Problem to work on -
Please read the forum post below and say how many sequences of x its code generates.

Source extract -
○ ○ ○

I am trying to train an LSTM to model a full sequence y based on a sequence of x (not just the last item or a classifier). With the following code, the training does not work although the loss function works. It seems that the dot formalism does not work with train! ? Any ideas how I could do it? In Keras it's so simple....
Thanks in advance,
Markus
using Flux
# Create synthetic data first
### Function to generate x consisting of three variables and a sequence length of 200
function generateX()
x1 = Array{Float32, 1}(randn(200))
x2 = Array{Float32, 1}(randn(200))
x3 = Array{Float32, 1}(sin.((0:199) / 12*2*pi))
xdata=[x1 x2 x3]'
return(xdata)
end
### Generate 50 of these sequences of x
xdata = [generateX() for i in 1:50]
### Function to generate sequence of y from x sequence
function yfromx(x)
y=Array{Float32, 1}(0.2*cumsum(x[1,:].*x[2,:].*exp.(x[1,:])) .+x[3,:])
return(y')

○ ○ ○

Data provided -
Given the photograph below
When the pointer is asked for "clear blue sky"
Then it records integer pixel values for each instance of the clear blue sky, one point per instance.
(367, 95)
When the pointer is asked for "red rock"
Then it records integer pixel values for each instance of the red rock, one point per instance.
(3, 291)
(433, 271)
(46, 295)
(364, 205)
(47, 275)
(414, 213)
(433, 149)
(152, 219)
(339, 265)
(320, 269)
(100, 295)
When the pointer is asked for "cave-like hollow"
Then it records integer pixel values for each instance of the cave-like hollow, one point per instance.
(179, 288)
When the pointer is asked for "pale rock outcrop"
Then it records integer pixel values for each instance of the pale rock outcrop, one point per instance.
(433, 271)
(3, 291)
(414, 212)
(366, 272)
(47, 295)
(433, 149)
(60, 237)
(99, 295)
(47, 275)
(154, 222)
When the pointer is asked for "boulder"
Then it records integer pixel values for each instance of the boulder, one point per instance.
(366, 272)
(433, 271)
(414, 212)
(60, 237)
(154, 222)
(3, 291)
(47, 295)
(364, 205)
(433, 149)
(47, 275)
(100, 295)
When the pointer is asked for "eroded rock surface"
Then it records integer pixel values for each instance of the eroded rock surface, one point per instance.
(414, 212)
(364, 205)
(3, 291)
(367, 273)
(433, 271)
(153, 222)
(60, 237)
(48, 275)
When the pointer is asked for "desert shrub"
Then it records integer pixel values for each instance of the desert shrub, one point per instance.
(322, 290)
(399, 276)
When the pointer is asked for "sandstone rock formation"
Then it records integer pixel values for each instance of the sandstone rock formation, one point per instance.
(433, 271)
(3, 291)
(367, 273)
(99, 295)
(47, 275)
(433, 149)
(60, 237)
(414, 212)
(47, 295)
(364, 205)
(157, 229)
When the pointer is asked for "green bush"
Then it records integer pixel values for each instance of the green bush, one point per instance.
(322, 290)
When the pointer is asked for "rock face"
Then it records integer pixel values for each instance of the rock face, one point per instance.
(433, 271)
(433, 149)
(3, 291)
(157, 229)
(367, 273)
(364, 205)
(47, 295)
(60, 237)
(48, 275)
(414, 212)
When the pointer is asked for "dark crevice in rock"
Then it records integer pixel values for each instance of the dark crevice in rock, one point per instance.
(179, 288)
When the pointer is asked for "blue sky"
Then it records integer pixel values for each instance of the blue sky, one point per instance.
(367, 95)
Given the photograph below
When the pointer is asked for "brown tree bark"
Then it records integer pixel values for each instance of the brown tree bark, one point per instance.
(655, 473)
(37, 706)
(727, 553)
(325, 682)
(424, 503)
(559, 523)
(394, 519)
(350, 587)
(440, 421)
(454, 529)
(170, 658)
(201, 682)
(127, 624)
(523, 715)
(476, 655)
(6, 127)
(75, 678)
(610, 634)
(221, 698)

○ ○ ○

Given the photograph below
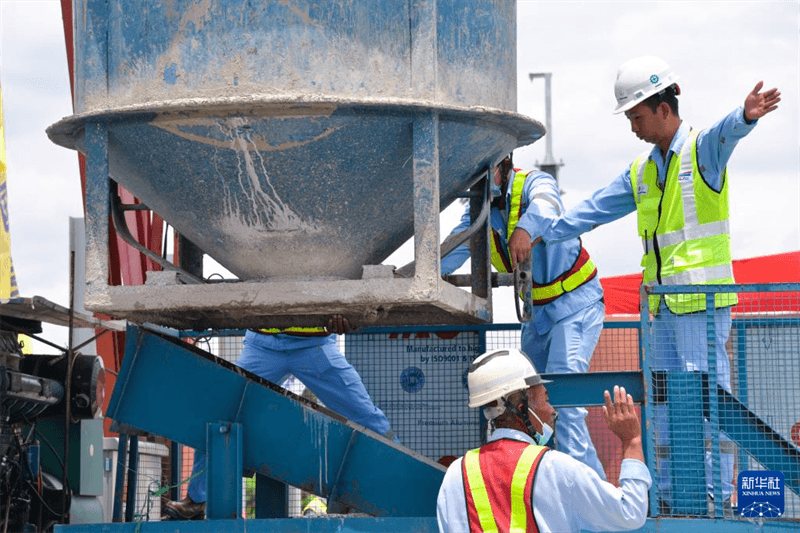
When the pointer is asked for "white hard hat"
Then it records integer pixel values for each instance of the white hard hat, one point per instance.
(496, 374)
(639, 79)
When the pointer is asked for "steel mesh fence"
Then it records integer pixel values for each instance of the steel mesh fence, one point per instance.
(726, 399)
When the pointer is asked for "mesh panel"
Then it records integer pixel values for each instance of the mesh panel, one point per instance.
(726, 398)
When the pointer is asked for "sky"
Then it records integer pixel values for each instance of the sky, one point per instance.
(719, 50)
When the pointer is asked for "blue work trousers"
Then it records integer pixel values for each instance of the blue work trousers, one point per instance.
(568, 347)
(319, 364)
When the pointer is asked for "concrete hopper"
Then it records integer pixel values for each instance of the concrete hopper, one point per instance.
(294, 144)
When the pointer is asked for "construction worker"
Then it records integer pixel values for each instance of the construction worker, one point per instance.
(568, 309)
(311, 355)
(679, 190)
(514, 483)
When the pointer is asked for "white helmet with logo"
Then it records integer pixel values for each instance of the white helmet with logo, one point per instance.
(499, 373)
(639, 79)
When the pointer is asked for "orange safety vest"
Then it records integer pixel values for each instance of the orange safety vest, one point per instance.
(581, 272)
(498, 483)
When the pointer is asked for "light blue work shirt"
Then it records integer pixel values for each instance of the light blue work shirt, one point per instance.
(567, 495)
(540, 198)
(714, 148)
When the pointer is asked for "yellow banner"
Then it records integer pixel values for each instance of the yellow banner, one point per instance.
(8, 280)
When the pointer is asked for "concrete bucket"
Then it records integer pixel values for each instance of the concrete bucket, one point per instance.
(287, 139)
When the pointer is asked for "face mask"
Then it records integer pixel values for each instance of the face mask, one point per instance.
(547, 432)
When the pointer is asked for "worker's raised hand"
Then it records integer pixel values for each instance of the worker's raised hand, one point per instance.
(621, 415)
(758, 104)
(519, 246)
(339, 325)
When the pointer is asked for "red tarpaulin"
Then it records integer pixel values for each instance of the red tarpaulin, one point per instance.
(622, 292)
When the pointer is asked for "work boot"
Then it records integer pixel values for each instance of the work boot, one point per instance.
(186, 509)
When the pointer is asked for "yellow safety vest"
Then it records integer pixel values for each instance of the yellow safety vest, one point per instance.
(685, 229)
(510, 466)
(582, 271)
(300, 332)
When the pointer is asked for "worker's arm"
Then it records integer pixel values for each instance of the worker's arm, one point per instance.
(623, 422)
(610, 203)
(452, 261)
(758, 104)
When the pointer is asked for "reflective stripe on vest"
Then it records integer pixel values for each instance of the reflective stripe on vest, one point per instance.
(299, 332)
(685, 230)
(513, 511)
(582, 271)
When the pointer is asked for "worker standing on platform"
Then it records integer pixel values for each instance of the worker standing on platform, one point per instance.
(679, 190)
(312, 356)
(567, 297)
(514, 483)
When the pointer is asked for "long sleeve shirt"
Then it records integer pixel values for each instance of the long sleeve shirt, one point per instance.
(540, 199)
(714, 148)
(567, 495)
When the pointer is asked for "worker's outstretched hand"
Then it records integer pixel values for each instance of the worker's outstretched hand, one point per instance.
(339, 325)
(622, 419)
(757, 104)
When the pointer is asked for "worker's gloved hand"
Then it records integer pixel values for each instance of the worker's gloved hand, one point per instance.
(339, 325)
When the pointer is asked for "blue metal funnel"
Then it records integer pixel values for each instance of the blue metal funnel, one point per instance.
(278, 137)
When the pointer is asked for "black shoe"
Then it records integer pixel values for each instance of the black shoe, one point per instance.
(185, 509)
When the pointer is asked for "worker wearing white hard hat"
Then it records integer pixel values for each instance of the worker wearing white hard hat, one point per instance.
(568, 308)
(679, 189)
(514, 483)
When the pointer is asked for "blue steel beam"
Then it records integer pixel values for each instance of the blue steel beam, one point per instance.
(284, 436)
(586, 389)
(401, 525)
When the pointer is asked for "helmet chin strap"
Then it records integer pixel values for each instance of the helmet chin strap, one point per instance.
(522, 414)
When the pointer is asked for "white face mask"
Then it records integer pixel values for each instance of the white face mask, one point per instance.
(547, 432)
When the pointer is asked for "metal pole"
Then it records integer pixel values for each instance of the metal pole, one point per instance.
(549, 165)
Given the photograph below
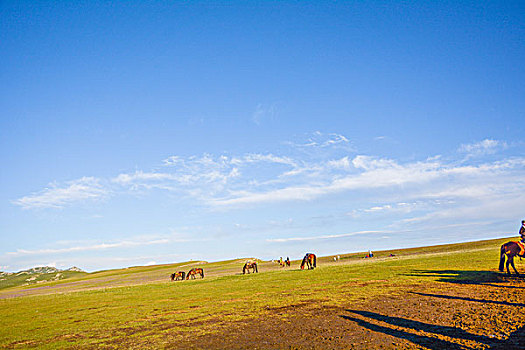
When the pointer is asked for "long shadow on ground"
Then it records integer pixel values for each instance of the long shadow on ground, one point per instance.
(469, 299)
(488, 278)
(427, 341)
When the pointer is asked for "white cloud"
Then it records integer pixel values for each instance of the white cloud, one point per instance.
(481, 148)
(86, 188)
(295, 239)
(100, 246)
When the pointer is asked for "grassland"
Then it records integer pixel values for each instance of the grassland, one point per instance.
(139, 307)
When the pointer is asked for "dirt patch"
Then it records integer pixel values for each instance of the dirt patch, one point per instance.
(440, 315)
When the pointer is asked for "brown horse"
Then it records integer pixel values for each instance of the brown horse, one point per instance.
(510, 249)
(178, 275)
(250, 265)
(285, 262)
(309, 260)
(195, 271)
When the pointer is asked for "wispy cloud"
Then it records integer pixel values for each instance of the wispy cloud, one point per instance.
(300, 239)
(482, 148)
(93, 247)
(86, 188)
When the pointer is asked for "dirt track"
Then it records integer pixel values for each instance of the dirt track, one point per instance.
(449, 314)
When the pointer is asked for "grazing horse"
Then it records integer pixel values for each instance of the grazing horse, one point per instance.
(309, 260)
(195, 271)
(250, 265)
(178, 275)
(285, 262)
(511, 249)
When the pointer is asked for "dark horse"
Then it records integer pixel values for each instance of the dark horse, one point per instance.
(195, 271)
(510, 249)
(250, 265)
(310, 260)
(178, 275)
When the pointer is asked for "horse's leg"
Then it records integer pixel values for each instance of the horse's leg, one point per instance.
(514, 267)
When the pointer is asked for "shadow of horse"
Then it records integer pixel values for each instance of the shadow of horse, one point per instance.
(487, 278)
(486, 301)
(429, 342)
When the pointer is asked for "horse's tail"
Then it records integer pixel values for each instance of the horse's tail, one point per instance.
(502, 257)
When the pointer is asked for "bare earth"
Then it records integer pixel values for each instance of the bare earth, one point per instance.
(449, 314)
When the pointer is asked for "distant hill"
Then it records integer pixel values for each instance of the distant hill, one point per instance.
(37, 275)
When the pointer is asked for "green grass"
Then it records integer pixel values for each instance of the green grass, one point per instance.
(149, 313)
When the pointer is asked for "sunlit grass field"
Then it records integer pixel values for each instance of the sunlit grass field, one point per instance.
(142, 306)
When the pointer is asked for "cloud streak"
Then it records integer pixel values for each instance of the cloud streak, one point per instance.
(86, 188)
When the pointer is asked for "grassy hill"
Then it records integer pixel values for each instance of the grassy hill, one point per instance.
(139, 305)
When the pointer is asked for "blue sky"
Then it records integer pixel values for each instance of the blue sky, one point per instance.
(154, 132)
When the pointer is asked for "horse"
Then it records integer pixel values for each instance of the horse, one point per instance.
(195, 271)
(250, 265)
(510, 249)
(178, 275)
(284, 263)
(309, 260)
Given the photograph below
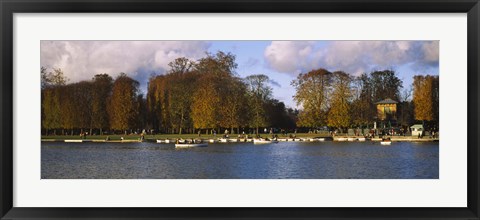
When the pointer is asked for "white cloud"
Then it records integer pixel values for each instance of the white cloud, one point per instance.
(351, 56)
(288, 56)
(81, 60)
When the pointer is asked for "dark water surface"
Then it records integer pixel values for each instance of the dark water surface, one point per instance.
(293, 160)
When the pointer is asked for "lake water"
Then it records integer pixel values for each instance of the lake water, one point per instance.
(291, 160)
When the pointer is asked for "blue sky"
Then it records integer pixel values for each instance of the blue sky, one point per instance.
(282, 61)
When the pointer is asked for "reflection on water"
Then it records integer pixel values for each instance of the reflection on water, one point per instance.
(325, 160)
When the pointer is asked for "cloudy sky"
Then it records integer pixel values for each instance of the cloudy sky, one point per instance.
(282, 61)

○ ○ ○

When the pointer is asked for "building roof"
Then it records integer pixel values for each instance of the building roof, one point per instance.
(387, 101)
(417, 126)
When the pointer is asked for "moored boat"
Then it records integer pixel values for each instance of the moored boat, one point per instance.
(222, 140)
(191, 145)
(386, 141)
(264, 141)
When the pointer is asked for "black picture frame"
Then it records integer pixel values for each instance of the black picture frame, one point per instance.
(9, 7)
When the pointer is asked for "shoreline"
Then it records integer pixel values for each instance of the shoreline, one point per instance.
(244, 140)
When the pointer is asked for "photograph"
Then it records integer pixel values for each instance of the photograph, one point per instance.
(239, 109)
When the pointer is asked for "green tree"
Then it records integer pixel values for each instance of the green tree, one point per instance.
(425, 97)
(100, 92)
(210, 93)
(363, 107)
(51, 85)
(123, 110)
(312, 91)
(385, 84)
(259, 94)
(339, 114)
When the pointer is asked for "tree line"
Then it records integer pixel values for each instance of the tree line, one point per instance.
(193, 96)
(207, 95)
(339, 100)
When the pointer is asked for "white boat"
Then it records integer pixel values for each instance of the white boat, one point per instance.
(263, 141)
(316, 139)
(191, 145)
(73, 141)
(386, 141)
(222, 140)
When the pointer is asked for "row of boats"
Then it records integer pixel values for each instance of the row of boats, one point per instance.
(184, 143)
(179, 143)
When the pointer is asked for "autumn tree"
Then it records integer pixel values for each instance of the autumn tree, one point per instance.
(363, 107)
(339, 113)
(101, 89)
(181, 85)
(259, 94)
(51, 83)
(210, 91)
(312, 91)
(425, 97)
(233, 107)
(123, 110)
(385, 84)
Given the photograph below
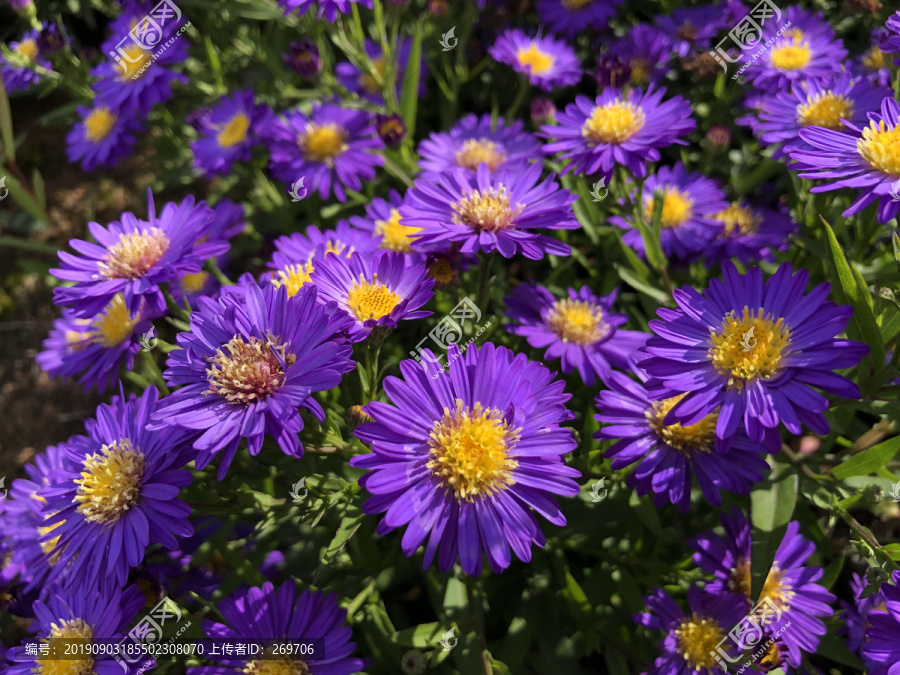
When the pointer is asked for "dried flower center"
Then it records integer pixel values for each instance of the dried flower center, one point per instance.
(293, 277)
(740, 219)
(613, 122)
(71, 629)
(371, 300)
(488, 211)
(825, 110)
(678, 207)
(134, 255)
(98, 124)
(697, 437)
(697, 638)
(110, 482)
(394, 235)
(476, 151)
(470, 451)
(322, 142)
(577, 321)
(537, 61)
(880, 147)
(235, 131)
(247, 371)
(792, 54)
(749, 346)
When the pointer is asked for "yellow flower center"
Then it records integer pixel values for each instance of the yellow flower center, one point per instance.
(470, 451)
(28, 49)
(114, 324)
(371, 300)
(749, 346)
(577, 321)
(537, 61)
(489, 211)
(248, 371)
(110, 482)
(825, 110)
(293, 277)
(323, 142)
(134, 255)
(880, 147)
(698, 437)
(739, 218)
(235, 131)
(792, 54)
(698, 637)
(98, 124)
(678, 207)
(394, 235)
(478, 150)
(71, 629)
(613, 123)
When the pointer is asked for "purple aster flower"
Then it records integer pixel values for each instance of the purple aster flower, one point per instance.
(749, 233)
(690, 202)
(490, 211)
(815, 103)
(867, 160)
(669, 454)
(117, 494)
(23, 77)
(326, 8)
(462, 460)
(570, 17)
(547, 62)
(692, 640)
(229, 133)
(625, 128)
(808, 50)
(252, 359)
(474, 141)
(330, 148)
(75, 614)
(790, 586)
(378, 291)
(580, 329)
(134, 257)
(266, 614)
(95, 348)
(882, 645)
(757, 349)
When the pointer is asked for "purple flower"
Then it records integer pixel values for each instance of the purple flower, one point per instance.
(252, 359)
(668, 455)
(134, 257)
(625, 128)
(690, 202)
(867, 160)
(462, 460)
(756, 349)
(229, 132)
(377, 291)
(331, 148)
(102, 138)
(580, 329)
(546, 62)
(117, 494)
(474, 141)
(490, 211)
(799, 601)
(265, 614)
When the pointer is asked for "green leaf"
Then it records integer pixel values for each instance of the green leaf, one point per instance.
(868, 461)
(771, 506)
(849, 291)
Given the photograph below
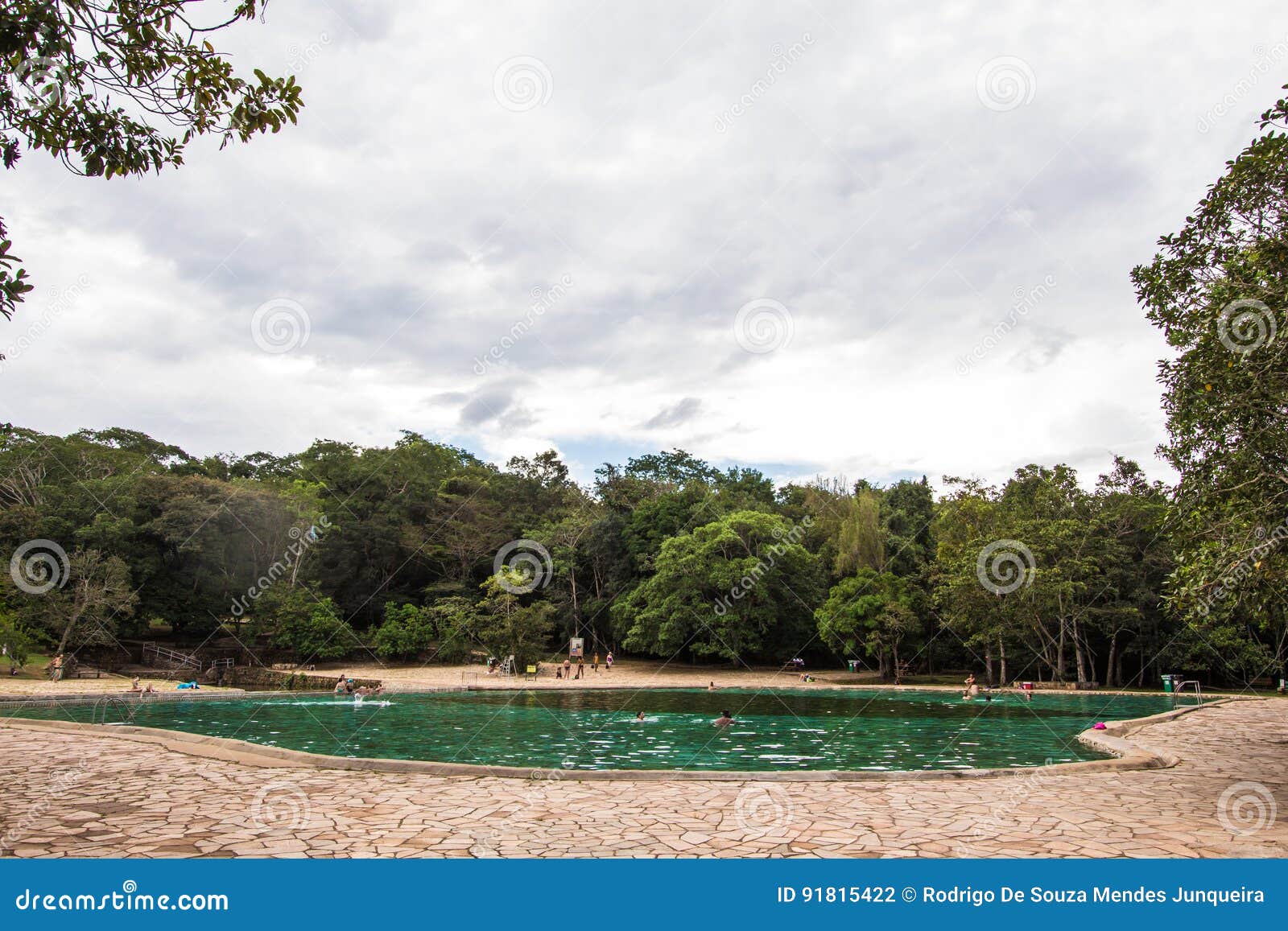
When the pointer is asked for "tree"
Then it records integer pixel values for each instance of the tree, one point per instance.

○ ○ ○

Response to this exercise -
50